*WHAT YOU NEED TO DO*:
Reproduce exactly the line in which "[point] every instance of the yellow" occurs and all the lines after it, ending with the last line.

[Stored data]
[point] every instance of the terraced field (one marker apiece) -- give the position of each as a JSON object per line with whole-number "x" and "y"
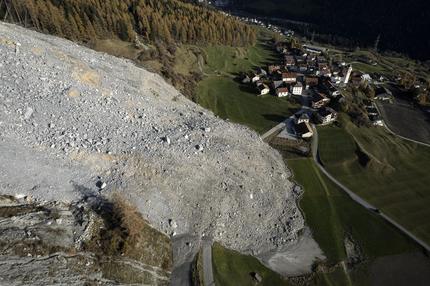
{"x": 393, "y": 175}
{"x": 230, "y": 99}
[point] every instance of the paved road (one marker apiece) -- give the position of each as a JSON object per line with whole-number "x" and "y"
{"x": 208, "y": 278}
{"x": 357, "y": 198}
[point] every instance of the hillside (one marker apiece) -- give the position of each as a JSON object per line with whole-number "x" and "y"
{"x": 401, "y": 24}
{"x": 130, "y": 20}
{"x": 75, "y": 122}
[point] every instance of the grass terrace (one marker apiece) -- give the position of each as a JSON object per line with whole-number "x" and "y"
{"x": 389, "y": 172}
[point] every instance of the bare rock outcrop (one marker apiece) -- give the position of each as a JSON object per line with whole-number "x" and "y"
{"x": 71, "y": 118}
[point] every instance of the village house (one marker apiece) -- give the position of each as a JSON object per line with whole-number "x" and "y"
{"x": 302, "y": 67}
{"x": 263, "y": 89}
{"x": 304, "y": 130}
{"x": 311, "y": 81}
{"x": 282, "y": 48}
{"x": 329, "y": 88}
{"x": 315, "y": 49}
{"x": 282, "y": 91}
{"x": 261, "y": 72}
{"x": 319, "y": 100}
{"x": 297, "y": 89}
{"x": 289, "y": 61}
{"x": 289, "y": 77}
{"x": 302, "y": 117}
{"x": 326, "y": 115}
{"x": 277, "y": 83}
{"x": 366, "y": 77}
{"x": 255, "y": 78}
{"x": 273, "y": 68}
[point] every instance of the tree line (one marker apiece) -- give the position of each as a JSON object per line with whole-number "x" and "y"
{"x": 167, "y": 21}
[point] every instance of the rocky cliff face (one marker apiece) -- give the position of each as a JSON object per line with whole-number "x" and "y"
{"x": 73, "y": 122}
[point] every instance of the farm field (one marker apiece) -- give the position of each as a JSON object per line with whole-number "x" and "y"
{"x": 233, "y": 268}
{"x": 229, "y": 99}
{"x": 406, "y": 120}
{"x": 392, "y": 175}
{"x": 332, "y": 216}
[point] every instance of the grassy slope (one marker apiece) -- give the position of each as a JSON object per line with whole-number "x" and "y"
{"x": 233, "y": 268}
{"x": 331, "y": 214}
{"x": 395, "y": 179}
{"x": 227, "y": 98}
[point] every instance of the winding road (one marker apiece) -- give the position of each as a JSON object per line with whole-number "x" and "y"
{"x": 208, "y": 278}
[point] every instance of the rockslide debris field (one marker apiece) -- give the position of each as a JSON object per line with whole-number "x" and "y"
{"x": 73, "y": 120}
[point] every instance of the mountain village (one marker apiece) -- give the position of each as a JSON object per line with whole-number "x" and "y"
{"x": 307, "y": 75}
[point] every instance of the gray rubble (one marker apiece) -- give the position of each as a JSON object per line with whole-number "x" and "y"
{"x": 71, "y": 117}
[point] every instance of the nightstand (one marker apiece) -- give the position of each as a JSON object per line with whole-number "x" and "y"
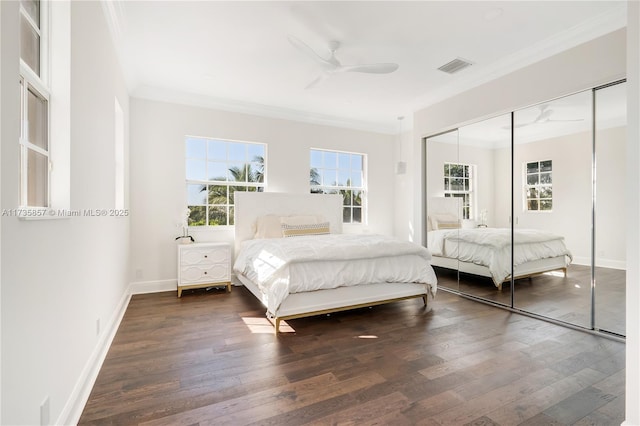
{"x": 204, "y": 265}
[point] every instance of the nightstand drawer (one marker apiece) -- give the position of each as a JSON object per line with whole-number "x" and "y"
{"x": 195, "y": 256}
{"x": 204, "y": 265}
{"x": 205, "y": 273}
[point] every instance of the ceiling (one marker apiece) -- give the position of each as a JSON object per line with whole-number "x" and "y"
{"x": 237, "y": 55}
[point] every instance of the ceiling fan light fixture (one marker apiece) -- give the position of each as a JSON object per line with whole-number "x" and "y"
{"x": 454, "y": 66}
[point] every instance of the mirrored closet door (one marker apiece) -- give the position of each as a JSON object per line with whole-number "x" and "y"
{"x": 444, "y": 181}
{"x": 485, "y": 150}
{"x": 552, "y": 204}
{"x": 544, "y": 186}
{"x": 610, "y": 232}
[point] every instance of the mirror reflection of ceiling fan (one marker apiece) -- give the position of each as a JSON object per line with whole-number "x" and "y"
{"x": 545, "y": 117}
{"x": 331, "y": 65}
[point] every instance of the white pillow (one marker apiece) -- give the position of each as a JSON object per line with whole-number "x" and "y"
{"x": 444, "y": 221}
{"x": 298, "y": 220}
{"x": 469, "y": 224}
{"x": 268, "y": 226}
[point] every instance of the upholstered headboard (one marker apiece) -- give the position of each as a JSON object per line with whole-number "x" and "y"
{"x": 443, "y": 206}
{"x": 249, "y": 206}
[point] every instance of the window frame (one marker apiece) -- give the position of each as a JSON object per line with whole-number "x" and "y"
{"x": 338, "y": 189}
{"x": 538, "y": 186}
{"x": 39, "y": 85}
{"x": 229, "y": 206}
{"x": 468, "y": 209}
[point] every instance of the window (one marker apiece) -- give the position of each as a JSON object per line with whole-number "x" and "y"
{"x": 34, "y": 106}
{"x": 458, "y": 182}
{"x": 341, "y": 173}
{"x": 217, "y": 169}
{"x": 539, "y": 188}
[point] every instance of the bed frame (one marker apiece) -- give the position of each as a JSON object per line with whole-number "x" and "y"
{"x": 251, "y": 205}
{"x": 442, "y": 205}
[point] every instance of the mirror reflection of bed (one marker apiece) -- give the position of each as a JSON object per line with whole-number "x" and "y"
{"x": 502, "y": 185}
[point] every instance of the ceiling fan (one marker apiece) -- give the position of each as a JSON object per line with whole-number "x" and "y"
{"x": 331, "y": 64}
{"x": 545, "y": 117}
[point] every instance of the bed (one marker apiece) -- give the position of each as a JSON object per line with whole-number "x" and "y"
{"x": 486, "y": 251}
{"x": 308, "y": 285}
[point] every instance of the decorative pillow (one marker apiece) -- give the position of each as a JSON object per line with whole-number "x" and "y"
{"x": 444, "y": 221}
{"x": 448, "y": 225}
{"x": 268, "y": 226}
{"x": 305, "y": 229}
{"x": 299, "y": 220}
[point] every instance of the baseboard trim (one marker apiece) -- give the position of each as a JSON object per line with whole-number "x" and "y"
{"x": 80, "y": 395}
{"x": 142, "y": 287}
{"x": 82, "y": 390}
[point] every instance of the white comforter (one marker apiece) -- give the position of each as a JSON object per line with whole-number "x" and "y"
{"x": 281, "y": 266}
{"x": 491, "y": 247}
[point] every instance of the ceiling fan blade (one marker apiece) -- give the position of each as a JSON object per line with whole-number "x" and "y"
{"x": 370, "y": 68}
{"x": 318, "y": 79}
{"x": 304, "y": 48}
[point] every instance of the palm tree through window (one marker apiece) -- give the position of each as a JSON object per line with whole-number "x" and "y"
{"x": 217, "y": 169}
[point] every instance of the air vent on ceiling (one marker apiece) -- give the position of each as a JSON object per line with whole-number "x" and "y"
{"x": 455, "y": 66}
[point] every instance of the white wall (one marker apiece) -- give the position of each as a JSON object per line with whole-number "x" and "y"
{"x": 158, "y": 196}
{"x": 439, "y": 153}
{"x": 59, "y": 277}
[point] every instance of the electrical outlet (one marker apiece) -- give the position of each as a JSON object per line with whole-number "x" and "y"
{"x": 44, "y": 412}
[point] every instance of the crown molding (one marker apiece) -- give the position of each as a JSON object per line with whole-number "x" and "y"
{"x": 261, "y": 110}
{"x": 586, "y": 31}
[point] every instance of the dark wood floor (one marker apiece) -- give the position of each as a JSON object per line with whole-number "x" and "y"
{"x": 565, "y": 298}
{"x": 212, "y": 358}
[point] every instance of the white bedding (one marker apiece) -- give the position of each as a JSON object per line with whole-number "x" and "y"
{"x": 491, "y": 247}
{"x": 281, "y": 266}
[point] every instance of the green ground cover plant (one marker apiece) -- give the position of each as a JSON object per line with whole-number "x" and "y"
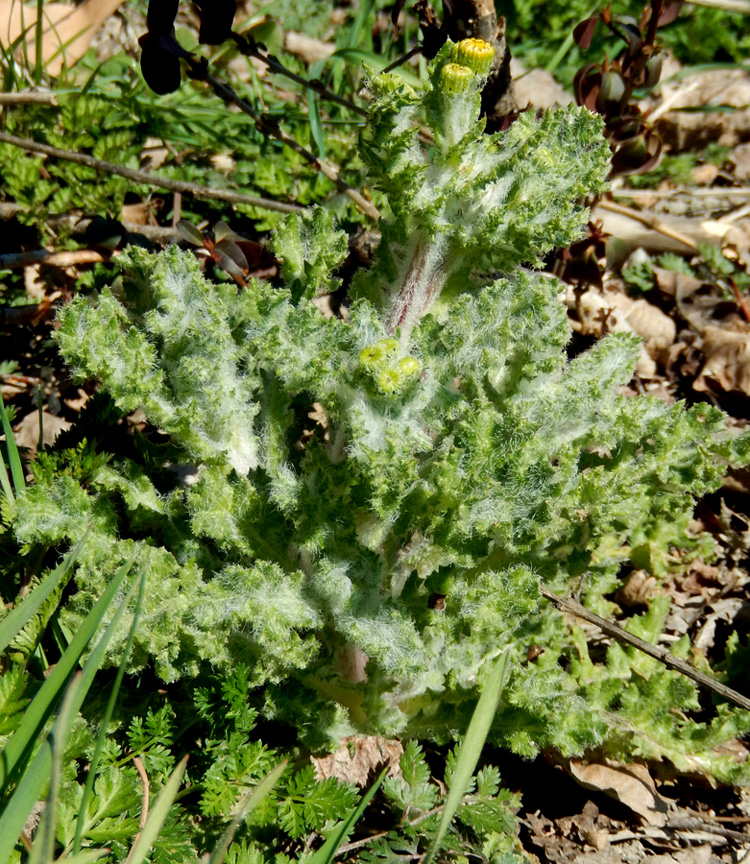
{"x": 341, "y": 523}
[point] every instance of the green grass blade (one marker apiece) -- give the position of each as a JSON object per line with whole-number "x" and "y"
{"x": 43, "y": 851}
{"x": 246, "y": 806}
{"x": 87, "y": 856}
{"x": 31, "y": 784}
{"x": 38, "y": 34}
{"x": 566, "y": 45}
{"x": 99, "y": 746}
{"x": 357, "y": 56}
{"x": 19, "y": 617}
{"x": 471, "y": 748}
{"x": 5, "y": 481}
{"x": 40, "y": 412}
{"x": 316, "y": 123}
{"x": 327, "y": 851}
{"x": 164, "y": 800}
{"x": 18, "y": 748}
{"x": 14, "y": 459}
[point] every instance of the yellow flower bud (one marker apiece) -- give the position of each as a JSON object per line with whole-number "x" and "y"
{"x": 476, "y": 54}
{"x": 455, "y": 79}
{"x": 378, "y": 354}
{"x": 409, "y": 367}
{"x": 389, "y": 381}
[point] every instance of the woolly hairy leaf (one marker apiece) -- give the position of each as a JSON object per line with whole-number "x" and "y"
{"x": 377, "y": 500}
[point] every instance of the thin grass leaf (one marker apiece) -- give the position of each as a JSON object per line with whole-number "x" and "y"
{"x": 316, "y": 123}
{"x": 38, "y": 36}
{"x": 43, "y": 850}
{"x": 327, "y": 851}
{"x": 19, "y": 746}
{"x": 471, "y": 748}
{"x": 100, "y": 738}
{"x": 5, "y": 481}
{"x": 14, "y": 459}
{"x": 158, "y": 815}
{"x": 87, "y": 856}
{"x": 246, "y": 806}
{"x": 19, "y": 617}
{"x": 40, "y": 411}
{"x": 357, "y": 56}
{"x": 32, "y": 782}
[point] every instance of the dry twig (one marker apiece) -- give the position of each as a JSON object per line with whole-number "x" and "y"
{"x": 147, "y": 178}
{"x": 661, "y": 654}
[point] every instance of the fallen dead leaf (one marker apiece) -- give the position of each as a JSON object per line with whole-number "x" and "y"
{"x": 727, "y": 361}
{"x": 537, "y": 87}
{"x": 639, "y": 588}
{"x": 66, "y": 34}
{"x": 631, "y": 785}
{"x": 695, "y": 855}
{"x": 657, "y": 330}
{"x": 741, "y": 159}
{"x": 358, "y": 758}
{"x": 26, "y": 431}
{"x": 683, "y": 127}
{"x": 704, "y": 175}
{"x": 676, "y": 284}
{"x": 309, "y": 49}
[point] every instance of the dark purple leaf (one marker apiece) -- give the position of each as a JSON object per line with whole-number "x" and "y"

*RESULT BELOW*:
[point] every instance of the yellow flower bud (one marker apiece) -- give the position of each as a JSON object per line with whole-number "x" and "y"
{"x": 476, "y": 54}
{"x": 455, "y": 79}
{"x": 378, "y": 354}
{"x": 409, "y": 367}
{"x": 389, "y": 381}
[point] every instance of the woolly hairy leaf (one marker apiece) -- give the position of each as a JSON object per line with whole-number "x" and "y"
{"x": 377, "y": 500}
[point] every instance of the thin grass leaf (one marker apiece) -- give the position of each as a JSON object per line with whole-number "x" and "y"
{"x": 316, "y": 123}
{"x": 38, "y": 36}
{"x": 43, "y": 850}
{"x": 327, "y": 851}
{"x": 19, "y": 746}
{"x": 471, "y": 748}
{"x": 100, "y": 738}
{"x": 5, "y": 481}
{"x": 14, "y": 459}
{"x": 158, "y": 815}
{"x": 87, "y": 856}
{"x": 246, "y": 806}
{"x": 19, "y": 617}
{"x": 40, "y": 411}
{"x": 357, "y": 56}
{"x": 32, "y": 782}
[point] every instance of the dry twig (one marker apiece) -- give the position of each as a JSON object per line with whole-number "x" and "y"
{"x": 147, "y": 178}
{"x": 661, "y": 654}
[point] every instance of the fallen dead leaf (one marker apiece) -- give the position of each as a JSON object per line with whole-number "x" and "y"
{"x": 727, "y": 361}
{"x": 537, "y": 87}
{"x": 639, "y": 588}
{"x": 66, "y": 34}
{"x": 631, "y": 785}
{"x": 695, "y": 855}
{"x": 657, "y": 330}
{"x": 741, "y": 159}
{"x": 358, "y": 758}
{"x": 26, "y": 431}
{"x": 683, "y": 127}
{"x": 704, "y": 175}
{"x": 676, "y": 284}
{"x": 309, "y": 49}
[point] every instance of the dark purple leaf (one marker apiece) -- give the position of each as a JSON object per line with whole-number "x" and "y"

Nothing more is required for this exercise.